* [Work to do]
A. In the Seneca mesh thread, what camelCased option name also triggers the death loop error?
B. Continue the Seneca mesh thread from the point where it stops.

* [Document section]
>> Start

I was able to get this working after seeing similar issues.

Below code throws death loop error:

    .use("mesh", {
        isbase: true,
        listen: [{ pin: 'users:list' }, { pin: 'users:create' }]
    });

Instead, I used- which worked:

    .use("mesh", {
        isbase: true,
        pin: "users:*"
    });

Also, I found myself camelCasing isBase: true, it should be isbase: true. Using isBase, will cause the death loop error as well.

jeromevalentin commented 7 years ago

I agree, like this, it works ... but this is just a workaround which is not always applicable. In my previous example, it would require to use:

{
  isbase: true,
  pin: 'role:*'
}

and with such configuration, that process will receive all role requests .... while it is only able to address A & B So this is not a solution

karn09 commented 7 years ago

Good point. It appears the documentation may be wrong.

After reading over the code, I found this piece which iterates over the listen array, but does not appear to follow the shape of the object within the docs:

starting at line 171:

      function init() {
...
...
          _.each(listen, function(listen_opts) {
            if (options.host && null == listen_opts.host) {
              listen_opts.host = options.host
            }

            if ('@' === (listen_opts.host && listen_opts.host[0])) {
              listen_opts.host = rif(listen_opts.host.substring(1))
            }

            listen_opts.port = null != listen_opts.port
              ? listen_opts.port
              : function() {
                  return 50000 + Math.floor(10000 * Math.random())
                }

            listen_opts.model = listen_opts.model || 'consume'

            listen_opts.ismesh = true

            seneca.listen(listen_opts)
          })
...

But listen is defined within the outer scope on line 124 - which matches the docs:

    var listen = options.listen || [
      { pin: pin, model: options.model || 'consume' }
    ]

Fortunately, there is an undocumented pins option, which appears to work for the most part.

    .use("mesh", {
        isbase: true,
        pins: [{
          users: 'list'
        }, {
          users: 'create'
        }],
        monitor: true
    });

However, if I use this configuration and try to call a service that does not exist, the mesh client crashes, for example

// client.js
const seneca = Seneca().use('mesh');
seneca.act({ users: 'nada' }, (err, result) => {
       // do stuff
})

// server.js
const seneca = Seneca().add('usersPlugin').use('mesh', { isbase: true })

results in:

[1] {"err":{},"level":"warn","seneca":"gqzge20hstfa/1505946828319/2923/3.4.2/-","when":1505946845630}
[1] Debug: internal, implementation, error
[1]     TypeError: Uncaught error: Cannot convert undefined or null to object
[1]     at toString (<anonymous>)

>> End

* [Given entries]

>> Start

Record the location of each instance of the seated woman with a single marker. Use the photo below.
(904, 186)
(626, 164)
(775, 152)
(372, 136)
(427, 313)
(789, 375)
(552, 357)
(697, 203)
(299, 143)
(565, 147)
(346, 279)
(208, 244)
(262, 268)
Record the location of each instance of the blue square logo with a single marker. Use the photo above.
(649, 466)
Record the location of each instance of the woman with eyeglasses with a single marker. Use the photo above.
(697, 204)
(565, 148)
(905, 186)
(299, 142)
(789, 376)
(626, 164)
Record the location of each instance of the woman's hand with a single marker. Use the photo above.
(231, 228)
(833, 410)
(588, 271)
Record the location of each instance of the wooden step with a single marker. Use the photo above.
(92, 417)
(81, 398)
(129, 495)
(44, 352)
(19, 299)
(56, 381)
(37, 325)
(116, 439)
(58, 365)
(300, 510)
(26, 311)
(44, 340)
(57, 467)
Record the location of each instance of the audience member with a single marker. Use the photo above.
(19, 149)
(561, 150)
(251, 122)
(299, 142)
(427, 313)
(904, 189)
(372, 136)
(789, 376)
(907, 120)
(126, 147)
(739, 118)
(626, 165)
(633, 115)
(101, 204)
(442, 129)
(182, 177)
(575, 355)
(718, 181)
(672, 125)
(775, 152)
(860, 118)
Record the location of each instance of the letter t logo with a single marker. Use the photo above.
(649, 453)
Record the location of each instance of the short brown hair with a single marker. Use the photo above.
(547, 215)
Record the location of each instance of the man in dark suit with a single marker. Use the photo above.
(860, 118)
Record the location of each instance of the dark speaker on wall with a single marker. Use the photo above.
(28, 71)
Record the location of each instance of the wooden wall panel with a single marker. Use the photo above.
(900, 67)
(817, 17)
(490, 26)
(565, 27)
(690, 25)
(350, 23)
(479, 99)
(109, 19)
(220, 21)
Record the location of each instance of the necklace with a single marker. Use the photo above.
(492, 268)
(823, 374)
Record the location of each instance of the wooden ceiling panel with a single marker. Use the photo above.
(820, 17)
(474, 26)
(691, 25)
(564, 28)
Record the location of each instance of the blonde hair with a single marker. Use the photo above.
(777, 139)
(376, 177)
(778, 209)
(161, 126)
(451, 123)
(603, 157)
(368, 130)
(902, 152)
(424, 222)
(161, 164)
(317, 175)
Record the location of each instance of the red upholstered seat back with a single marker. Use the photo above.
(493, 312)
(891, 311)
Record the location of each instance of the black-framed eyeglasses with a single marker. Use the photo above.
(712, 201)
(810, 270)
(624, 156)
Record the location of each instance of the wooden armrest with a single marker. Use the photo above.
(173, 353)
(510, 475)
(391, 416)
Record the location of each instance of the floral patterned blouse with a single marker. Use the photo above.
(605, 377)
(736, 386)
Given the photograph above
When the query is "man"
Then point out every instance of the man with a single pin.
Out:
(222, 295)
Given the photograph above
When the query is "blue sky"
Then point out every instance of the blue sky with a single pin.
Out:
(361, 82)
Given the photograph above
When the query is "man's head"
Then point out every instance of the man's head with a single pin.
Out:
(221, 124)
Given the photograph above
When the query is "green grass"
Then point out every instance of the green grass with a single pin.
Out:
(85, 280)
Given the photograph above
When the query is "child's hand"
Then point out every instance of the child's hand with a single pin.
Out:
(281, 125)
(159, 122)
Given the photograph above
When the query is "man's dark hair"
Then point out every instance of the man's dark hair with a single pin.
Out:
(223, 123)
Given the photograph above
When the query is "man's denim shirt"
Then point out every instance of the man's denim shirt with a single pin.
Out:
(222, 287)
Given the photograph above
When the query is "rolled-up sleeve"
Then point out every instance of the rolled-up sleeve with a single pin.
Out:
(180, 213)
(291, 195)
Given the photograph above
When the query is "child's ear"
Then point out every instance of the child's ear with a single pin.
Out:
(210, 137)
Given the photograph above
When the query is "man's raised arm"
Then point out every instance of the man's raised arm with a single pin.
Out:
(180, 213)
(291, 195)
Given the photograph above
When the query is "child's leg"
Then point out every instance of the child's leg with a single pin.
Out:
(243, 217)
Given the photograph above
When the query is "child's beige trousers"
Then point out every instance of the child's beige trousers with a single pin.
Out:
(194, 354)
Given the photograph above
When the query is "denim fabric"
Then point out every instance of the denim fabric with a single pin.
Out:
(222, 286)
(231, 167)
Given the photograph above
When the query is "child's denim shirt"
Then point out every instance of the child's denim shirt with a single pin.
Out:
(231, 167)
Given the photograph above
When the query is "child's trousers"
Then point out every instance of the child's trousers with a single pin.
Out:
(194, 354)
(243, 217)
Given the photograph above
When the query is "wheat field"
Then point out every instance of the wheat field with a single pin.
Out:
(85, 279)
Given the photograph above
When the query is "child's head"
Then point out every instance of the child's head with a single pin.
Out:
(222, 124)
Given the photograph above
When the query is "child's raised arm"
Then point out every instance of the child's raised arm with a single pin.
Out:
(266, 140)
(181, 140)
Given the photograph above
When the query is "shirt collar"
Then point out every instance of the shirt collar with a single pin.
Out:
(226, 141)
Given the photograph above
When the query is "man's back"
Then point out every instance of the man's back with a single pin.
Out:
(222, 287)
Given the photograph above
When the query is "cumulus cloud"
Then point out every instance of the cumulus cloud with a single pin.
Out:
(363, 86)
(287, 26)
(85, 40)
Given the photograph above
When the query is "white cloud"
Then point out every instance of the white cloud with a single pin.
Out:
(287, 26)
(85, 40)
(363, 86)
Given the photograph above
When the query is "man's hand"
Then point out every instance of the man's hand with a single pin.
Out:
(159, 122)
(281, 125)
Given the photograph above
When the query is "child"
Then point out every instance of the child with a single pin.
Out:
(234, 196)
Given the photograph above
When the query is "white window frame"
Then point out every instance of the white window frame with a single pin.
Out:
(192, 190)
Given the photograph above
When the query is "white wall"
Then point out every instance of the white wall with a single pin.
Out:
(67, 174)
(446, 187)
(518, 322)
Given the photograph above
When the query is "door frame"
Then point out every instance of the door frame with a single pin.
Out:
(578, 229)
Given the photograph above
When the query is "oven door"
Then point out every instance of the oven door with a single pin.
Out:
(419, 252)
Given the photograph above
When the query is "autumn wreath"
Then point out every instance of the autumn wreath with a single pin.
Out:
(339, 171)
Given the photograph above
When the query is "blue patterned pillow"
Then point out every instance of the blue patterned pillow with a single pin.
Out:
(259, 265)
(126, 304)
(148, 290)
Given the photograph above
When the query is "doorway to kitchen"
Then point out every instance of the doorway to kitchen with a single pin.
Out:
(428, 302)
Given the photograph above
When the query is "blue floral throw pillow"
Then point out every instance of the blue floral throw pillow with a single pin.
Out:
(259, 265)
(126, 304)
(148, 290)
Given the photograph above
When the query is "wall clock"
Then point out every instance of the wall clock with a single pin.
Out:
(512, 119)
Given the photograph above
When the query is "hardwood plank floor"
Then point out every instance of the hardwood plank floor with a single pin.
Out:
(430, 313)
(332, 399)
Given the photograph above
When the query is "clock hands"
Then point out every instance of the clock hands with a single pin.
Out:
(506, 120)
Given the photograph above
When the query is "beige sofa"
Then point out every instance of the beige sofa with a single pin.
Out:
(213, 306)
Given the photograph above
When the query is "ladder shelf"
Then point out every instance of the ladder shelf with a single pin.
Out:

>> End

* [Answers by task]
A. isBase. The option should be written as isbase: true.

B.
[1]     at objectToString (internal/util.js:18:36)
[1]     at Object.isError (internal/util.js:14:10)
[1]     at Object.act_fn [as fn] (/Users/johnnieves/workspace/winwin/foundation-node-postgres/node_modules/seneca/seneca.js:910:25)
[1]     at Immediate.processor [as _onImmediate] (/Users/johnnieves/workspace/winwin/foundation-node-postgres/node_modules/gate-executor/gate-executor.js:136:14)
[1]     at runCallback (timers.js:781:20)
[1]     at tryOnImmediate (timers.js:743:5)
[1]     at processImmediate [as _immediateCallback] (timers.js:714:5)
[1] 170920/223405.617, [response,api,users] http://jniev.home:5000: post /users {} 500 (6259ms)
[1] Error: async hook stack has become corrupted (actual: 1367, expected: 351)
[1]  1:
[1] node::AsyncWrap::MakeCallback(v8::Local<v8::Function>, int, v8::Local<v8::Value>*) [/usr/local/bin/node]
[1]  2:
[1] node::(anonymous namespace)::TimerWrap::OnTimeout(uv_timer_s*) [/usr/local/bin/node]
[1]  3:
[1] uv__run_timers [/usr/local/bin/node]
[1]  4:
[1] uv_run [/usr/local/bin/node]
[1]  5:
[1] node::Start(v8::Isolate*, node::IsolateData*, int, char const* const*, int, char const* const*) [/usr/local/bin/node]
[1]  6:
[1] node::Start(uv_loop_s*, int, char const* const*, int, char const* const*) [/usr/local/bin/node]
[1]  7:
[1] node::Start(int, char**) [/usr/local/bin/node]
[1]  8:
[1] start [/usr/local/bin/node]
[1] [nodemon] app crashed - waiting for file changes before starting...

Perhaps this is because I'm using this with Hapi/Chairo, but definitely did not expect this to take down my entire API server if a microservice is found to be unavailable.

beverlycodes commented 6 years ago

This might belong as a separate issue, but it seems like a DEATH LOOP should be something that can be voluntarily handled by a service. My services do more than just Seneca call-and-response, and should be allowed to remain running even if seneca-mesh is having a bad time. I'd rather be able to periodically retry finding and joining the mesh than have to constantly restart my service on a DEATH LOOP.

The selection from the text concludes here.